Position annotation records
++++++++

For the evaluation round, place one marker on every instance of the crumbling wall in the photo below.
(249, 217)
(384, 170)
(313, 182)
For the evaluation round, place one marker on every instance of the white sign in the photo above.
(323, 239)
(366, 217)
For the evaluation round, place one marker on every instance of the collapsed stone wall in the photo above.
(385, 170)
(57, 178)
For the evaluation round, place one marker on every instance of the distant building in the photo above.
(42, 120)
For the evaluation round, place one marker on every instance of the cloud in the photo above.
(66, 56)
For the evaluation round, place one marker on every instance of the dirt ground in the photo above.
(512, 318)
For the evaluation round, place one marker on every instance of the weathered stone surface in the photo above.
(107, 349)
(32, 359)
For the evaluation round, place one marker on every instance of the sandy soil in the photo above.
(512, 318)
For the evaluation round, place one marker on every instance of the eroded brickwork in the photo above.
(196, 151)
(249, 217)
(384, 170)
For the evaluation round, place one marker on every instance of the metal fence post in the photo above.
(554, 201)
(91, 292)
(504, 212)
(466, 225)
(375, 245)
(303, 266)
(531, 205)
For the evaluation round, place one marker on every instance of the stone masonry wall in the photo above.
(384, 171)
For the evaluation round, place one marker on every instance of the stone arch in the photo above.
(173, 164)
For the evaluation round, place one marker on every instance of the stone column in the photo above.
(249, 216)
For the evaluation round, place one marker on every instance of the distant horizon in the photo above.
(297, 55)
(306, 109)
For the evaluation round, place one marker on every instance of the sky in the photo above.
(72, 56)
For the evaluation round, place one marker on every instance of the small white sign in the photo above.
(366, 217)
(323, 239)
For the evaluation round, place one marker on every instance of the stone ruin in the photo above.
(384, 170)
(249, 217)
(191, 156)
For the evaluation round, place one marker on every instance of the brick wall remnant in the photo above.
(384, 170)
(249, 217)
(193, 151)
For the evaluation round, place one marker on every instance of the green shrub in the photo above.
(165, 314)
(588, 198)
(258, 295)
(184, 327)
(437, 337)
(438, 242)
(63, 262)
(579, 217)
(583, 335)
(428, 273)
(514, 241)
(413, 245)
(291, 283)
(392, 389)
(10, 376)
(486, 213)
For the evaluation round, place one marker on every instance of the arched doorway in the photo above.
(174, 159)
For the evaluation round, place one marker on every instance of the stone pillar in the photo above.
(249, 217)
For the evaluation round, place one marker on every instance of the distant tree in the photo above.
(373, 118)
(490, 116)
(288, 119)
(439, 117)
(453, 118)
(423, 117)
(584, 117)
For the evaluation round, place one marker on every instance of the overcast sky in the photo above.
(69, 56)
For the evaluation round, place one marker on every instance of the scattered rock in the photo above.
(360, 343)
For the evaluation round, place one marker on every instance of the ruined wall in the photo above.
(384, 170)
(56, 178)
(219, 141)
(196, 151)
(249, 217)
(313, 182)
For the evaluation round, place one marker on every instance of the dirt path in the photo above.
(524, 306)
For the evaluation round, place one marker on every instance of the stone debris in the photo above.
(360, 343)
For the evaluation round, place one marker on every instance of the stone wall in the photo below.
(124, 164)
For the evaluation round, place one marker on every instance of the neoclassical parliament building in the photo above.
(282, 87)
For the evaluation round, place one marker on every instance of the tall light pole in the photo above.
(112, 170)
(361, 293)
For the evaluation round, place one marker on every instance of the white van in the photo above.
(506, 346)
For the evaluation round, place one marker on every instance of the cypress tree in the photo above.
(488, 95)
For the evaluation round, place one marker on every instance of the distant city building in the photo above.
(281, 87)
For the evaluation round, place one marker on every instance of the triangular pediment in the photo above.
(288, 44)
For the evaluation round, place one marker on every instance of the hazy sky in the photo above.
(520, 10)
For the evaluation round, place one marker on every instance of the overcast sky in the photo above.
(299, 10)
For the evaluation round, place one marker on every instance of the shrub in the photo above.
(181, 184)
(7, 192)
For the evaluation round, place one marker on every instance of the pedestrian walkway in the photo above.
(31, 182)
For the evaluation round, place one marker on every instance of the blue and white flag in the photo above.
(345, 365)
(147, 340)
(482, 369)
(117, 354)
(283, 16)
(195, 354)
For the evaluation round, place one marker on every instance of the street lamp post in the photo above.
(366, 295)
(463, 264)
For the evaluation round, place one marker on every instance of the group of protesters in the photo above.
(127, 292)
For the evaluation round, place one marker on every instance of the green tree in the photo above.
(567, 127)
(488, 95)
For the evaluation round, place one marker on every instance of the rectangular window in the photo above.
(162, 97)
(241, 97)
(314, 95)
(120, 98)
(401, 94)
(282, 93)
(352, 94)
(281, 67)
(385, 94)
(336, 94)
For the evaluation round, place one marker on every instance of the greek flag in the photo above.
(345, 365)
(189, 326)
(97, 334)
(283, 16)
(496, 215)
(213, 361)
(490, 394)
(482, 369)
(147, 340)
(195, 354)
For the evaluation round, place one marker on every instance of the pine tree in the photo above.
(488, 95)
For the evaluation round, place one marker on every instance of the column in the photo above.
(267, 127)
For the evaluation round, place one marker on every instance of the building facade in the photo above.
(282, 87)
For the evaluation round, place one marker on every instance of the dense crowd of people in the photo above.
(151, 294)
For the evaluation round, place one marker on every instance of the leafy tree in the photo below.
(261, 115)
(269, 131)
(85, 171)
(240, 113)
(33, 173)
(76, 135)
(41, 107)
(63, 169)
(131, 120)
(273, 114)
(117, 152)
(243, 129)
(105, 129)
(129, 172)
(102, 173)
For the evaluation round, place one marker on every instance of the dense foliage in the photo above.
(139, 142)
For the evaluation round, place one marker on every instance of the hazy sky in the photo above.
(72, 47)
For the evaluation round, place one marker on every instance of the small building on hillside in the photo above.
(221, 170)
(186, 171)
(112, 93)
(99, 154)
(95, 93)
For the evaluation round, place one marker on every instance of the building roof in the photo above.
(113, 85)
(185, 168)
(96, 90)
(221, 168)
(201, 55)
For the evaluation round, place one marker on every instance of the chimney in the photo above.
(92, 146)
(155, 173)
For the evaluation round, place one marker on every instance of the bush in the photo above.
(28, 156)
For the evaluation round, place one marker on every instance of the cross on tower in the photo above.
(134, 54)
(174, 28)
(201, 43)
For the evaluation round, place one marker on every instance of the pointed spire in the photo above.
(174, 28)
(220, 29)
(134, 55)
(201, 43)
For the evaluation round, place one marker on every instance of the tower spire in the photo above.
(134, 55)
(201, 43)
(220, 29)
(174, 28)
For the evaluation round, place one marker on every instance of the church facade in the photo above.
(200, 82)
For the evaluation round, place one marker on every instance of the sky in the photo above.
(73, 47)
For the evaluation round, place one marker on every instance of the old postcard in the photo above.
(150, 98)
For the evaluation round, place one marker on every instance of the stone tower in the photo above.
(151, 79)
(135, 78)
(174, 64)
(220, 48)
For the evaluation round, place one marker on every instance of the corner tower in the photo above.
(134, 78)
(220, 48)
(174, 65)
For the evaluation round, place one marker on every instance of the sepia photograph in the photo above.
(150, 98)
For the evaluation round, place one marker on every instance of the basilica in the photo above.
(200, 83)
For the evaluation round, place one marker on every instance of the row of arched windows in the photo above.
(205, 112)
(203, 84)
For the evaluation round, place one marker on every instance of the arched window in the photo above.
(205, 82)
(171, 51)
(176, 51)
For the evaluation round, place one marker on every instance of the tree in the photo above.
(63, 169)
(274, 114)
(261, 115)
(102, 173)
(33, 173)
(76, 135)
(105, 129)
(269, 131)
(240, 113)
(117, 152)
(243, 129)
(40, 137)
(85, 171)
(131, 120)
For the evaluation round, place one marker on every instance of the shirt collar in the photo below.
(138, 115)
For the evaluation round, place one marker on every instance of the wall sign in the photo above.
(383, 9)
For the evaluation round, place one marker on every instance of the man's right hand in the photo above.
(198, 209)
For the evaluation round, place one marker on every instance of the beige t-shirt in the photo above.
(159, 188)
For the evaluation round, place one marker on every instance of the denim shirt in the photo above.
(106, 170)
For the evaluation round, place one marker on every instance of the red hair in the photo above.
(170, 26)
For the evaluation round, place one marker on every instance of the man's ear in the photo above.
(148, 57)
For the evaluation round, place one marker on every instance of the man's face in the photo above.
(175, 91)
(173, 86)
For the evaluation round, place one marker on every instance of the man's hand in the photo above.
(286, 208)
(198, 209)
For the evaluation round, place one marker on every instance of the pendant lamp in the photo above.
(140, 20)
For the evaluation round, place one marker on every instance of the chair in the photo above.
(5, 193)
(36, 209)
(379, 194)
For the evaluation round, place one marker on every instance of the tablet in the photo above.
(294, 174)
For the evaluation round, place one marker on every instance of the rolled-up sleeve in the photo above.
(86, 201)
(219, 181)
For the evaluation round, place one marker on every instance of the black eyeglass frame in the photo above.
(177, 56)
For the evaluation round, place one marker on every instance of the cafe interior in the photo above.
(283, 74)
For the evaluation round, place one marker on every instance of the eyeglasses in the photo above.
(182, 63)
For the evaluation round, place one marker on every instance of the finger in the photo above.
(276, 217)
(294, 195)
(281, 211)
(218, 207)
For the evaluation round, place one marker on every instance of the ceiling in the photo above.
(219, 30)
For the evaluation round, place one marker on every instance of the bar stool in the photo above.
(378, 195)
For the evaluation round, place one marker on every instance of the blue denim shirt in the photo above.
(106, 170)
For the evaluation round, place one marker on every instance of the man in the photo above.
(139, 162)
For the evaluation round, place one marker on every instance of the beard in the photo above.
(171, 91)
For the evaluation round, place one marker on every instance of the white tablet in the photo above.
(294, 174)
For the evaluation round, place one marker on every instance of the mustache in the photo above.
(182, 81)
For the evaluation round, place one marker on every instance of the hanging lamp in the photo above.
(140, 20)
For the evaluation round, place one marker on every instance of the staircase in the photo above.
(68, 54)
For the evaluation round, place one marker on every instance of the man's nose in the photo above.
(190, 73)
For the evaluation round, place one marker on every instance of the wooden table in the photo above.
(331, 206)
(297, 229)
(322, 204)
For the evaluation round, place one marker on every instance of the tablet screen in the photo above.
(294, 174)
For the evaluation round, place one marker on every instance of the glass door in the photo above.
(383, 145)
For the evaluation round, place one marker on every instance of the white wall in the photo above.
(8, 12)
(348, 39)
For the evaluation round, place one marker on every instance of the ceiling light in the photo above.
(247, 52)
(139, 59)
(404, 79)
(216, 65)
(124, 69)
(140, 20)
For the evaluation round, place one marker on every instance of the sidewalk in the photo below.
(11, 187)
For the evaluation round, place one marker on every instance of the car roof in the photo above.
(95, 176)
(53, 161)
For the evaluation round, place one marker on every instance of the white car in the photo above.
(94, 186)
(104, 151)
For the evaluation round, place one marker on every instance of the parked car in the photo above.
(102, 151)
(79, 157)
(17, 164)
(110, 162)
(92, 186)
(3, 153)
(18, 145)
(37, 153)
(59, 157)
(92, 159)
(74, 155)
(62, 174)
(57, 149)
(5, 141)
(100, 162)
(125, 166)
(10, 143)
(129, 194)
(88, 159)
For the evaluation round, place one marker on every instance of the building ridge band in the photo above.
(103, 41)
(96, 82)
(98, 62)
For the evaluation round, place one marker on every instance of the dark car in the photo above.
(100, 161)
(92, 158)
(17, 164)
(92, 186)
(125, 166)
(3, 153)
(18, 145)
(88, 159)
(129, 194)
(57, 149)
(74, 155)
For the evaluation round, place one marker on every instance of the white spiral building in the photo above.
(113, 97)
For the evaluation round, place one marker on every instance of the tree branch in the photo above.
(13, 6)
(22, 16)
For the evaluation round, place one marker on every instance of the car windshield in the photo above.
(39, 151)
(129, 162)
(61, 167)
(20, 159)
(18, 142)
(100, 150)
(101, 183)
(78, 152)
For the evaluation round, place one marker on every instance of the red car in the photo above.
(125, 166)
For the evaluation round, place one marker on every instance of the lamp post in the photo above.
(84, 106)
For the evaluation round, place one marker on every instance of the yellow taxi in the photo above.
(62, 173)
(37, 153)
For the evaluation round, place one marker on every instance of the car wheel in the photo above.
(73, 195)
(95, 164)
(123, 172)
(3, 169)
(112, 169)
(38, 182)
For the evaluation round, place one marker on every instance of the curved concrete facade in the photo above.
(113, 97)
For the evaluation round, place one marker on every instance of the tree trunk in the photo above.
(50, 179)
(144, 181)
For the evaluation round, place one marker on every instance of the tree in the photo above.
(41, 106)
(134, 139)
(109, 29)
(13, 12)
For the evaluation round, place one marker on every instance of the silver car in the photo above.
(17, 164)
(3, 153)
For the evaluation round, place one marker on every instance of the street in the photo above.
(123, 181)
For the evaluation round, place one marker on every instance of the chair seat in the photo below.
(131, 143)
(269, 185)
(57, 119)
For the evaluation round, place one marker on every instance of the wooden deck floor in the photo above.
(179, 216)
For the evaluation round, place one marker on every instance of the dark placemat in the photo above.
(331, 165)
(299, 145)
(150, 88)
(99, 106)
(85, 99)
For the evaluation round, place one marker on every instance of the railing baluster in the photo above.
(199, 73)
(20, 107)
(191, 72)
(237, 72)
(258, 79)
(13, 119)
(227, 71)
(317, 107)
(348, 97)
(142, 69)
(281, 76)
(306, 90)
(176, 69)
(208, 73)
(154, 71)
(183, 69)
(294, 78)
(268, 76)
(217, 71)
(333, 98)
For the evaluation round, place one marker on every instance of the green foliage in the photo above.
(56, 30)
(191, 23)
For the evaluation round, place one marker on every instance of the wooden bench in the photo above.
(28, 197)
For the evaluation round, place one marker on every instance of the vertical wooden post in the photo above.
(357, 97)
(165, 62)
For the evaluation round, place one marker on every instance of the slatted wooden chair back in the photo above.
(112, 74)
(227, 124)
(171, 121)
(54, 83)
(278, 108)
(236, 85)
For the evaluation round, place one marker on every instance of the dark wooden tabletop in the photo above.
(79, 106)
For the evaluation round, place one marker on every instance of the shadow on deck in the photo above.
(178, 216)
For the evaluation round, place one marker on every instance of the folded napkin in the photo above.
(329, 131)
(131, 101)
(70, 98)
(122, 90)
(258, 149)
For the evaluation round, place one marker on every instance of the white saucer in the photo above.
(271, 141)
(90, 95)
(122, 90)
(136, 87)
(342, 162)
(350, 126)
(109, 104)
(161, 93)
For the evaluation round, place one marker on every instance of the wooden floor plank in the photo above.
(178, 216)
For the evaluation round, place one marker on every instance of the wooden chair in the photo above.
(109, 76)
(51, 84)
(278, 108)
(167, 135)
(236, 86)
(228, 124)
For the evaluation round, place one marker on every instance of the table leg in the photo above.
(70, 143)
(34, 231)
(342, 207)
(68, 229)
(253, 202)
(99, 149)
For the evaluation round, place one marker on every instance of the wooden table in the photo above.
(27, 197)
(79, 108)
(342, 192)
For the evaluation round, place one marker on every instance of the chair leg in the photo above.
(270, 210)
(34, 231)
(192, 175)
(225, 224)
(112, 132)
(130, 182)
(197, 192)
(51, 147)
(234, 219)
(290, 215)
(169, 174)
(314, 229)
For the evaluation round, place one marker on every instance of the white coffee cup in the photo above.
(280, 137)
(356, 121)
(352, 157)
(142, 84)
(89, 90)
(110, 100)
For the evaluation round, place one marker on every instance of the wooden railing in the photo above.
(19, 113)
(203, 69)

++++++++

Exercise brief — Can you render everything in the records above, from the line containing "cup in the photo above." down through the final line, as a numbered list with blank lines left out?

Worked solution —
1. For the evaluation round, place one marker on every instance of the white coffee cup in the photo above.
2. (280, 137)
3. (356, 121)
4. (352, 157)
5. (142, 84)
6. (89, 90)
7. (110, 100)
8. For the evaluation round, place one marker on every instance of the wooden railing in the photo above.
9. (19, 113)
10. (203, 69)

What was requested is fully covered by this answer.